START Task data

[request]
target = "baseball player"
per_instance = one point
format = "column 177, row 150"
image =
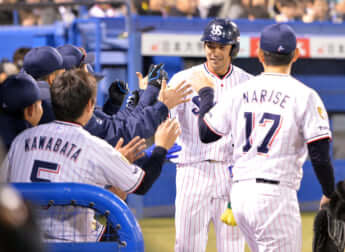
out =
column 62, row 151
column 21, row 106
column 41, row 64
column 203, row 178
column 274, row 120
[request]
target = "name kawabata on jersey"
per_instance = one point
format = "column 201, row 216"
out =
column 65, row 152
column 260, row 115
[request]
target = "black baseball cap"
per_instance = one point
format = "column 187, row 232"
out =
column 74, row 56
column 278, row 38
column 19, row 91
column 41, row 61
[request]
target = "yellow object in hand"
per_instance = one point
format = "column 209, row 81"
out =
column 228, row 216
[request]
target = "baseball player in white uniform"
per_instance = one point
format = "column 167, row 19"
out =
column 203, row 176
column 274, row 120
column 62, row 151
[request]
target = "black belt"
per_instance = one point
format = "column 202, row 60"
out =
column 267, row 181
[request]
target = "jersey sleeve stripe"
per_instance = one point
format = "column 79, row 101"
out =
column 211, row 128
column 138, row 183
column 325, row 136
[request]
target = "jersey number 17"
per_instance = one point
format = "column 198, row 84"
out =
column 269, row 137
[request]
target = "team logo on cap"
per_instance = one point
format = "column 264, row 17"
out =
column 322, row 113
column 217, row 30
column 280, row 48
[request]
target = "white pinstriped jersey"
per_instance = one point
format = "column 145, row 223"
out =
column 193, row 150
column 65, row 152
column 271, row 118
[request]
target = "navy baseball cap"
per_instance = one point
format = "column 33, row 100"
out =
column 19, row 91
column 74, row 56
column 278, row 38
column 41, row 61
column 98, row 76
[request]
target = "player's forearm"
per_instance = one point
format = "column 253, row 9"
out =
column 206, row 103
column 321, row 161
column 152, row 168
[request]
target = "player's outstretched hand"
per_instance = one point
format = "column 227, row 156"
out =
column 324, row 200
column 172, row 97
column 142, row 80
column 166, row 133
column 199, row 81
column 133, row 150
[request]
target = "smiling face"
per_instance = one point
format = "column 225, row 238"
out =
column 218, row 57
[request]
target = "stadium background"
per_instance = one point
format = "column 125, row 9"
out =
column 124, row 45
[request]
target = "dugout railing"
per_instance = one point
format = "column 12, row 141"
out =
column 105, row 204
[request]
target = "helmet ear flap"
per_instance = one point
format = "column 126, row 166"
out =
column 234, row 50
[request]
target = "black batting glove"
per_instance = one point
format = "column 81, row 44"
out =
column 117, row 92
column 156, row 75
column 133, row 99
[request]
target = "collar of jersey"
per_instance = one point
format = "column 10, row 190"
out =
column 215, row 75
column 68, row 123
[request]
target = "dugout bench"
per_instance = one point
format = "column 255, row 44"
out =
column 103, row 202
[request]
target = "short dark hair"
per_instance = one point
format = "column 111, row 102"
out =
column 18, row 56
column 276, row 59
column 70, row 93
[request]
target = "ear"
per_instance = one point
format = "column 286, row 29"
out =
column 51, row 78
column 28, row 112
column 297, row 54
column 90, row 105
column 260, row 54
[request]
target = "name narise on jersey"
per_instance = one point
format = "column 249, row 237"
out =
column 44, row 143
column 264, row 95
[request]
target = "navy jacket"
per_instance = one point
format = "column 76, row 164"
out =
column 10, row 128
column 142, row 121
column 48, row 114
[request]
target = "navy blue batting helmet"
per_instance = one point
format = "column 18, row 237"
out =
column 223, row 31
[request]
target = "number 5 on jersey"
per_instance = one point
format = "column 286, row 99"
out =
column 43, row 166
column 270, row 135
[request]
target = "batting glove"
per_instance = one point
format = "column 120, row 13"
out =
column 117, row 92
column 170, row 154
column 156, row 75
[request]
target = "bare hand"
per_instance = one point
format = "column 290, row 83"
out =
column 199, row 81
column 142, row 80
column 324, row 200
column 166, row 133
column 172, row 97
column 133, row 150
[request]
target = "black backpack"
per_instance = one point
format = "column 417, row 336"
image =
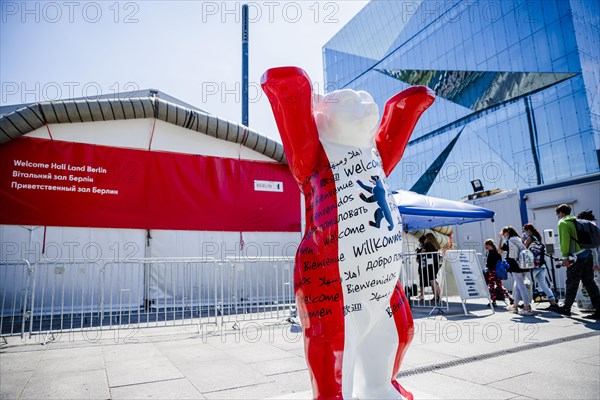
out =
column 588, row 234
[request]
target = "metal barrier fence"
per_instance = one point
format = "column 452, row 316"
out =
column 64, row 295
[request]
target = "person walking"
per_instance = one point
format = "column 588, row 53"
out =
column 497, row 291
column 578, row 261
column 510, row 242
column 533, row 241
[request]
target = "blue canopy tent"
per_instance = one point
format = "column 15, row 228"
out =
column 422, row 212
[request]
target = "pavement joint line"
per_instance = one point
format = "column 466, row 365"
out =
column 486, row 356
column 287, row 372
column 146, row 383
column 236, row 387
column 509, row 377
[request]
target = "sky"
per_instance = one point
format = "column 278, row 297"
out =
column 190, row 50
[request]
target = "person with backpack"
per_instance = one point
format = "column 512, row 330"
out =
column 577, row 259
column 589, row 216
column 497, row 291
column 510, row 242
column 532, row 240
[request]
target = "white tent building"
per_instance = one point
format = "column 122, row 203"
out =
column 133, row 176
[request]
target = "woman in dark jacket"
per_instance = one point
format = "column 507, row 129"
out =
column 494, row 283
column 510, row 242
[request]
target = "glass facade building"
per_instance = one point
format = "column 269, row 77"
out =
column 517, row 86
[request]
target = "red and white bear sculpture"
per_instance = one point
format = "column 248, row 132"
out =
column 356, row 320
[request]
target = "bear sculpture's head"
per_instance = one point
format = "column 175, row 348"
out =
column 346, row 117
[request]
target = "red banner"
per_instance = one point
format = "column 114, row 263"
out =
column 58, row 183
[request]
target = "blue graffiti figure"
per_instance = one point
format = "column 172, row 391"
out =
column 379, row 196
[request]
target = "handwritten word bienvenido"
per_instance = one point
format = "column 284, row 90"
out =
column 353, row 288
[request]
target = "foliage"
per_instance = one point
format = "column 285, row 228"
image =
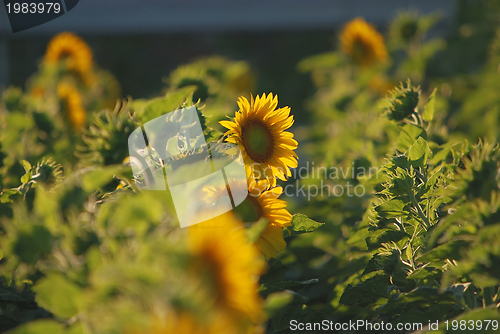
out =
column 83, row 250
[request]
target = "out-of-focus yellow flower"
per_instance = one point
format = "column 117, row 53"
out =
column 363, row 43
column 259, row 130
column 232, row 266
column 261, row 203
column 78, row 55
column 72, row 104
column 187, row 323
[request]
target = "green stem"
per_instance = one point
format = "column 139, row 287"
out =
column 420, row 212
column 488, row 294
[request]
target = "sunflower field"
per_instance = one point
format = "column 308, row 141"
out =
column 379, row 213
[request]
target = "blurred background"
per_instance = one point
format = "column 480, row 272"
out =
column 140, row 43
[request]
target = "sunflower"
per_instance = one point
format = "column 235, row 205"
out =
column 74, row 50
column 72, row 102
column 232, row 266
column 259, row 130
column 260, row 203
column 186, row 323
column 363, row 43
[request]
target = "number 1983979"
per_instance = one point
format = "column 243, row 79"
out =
column 32, row 8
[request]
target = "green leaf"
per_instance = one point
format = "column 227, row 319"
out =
column 163, row 105
column 254, row 231
column 425, row 272
column 26, row 177
column 302, row 224
column 378, row 237
column 418, row 153
column 429, row 107
column 392, row 209
column 58, row 295
column 409, row 134
column 98, row 177
column 450, row 250
column 287, row 285
column 276, row 301
column 323, row 60
column 44, row 326
column 33, row 241
column 7, row 193
column 368, row 291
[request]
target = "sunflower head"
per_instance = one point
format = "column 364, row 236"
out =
column 261, row 203
column 230, row 266
column 363, row 43
column 72, row 105
column 73, row 50
column 403, row 101
column 259, row 130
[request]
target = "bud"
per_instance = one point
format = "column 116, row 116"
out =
column 403, row 101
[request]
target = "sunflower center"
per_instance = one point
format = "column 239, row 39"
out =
column 249, row 211
column 359, row 50
column 258, row 141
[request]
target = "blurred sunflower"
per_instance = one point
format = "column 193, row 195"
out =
column 260, row 203
column 187, row 323
column 259, row 130
column 232, row 265
column 78, row 55
column 363, row 43
column 72, row 104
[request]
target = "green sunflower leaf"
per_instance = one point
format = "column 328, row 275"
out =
column 428, row 114
column 163, row 105
column 39, row 327
column 302, row 224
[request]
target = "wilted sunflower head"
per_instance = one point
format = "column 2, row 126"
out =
column 403, row 101
column 259, row 130
column 363, row 43
column 74, row 51
column 72, row 105
column 106, row 139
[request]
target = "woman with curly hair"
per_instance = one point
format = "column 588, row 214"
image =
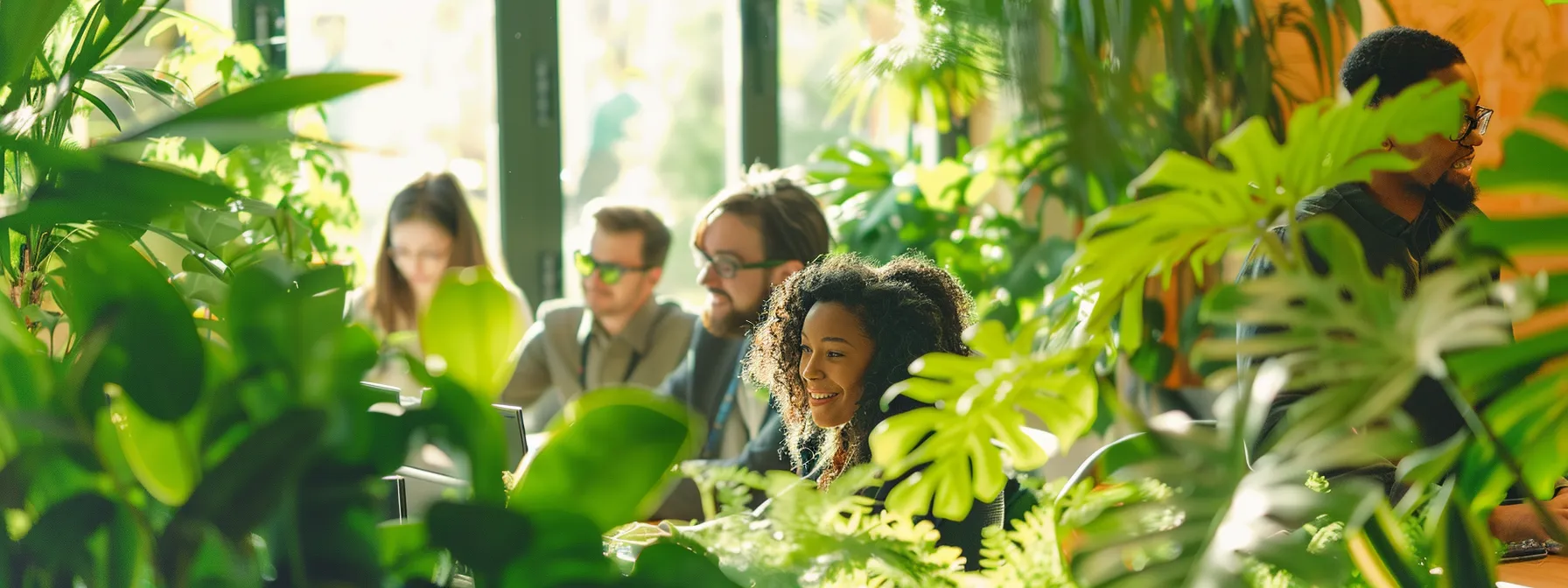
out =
column 836, row 338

END Task data

* **Your goal**: Return, from the data above, each line in which the string "dugout" appears.

* **Solution**:
target = "dugout railing"
target = "dugout bench"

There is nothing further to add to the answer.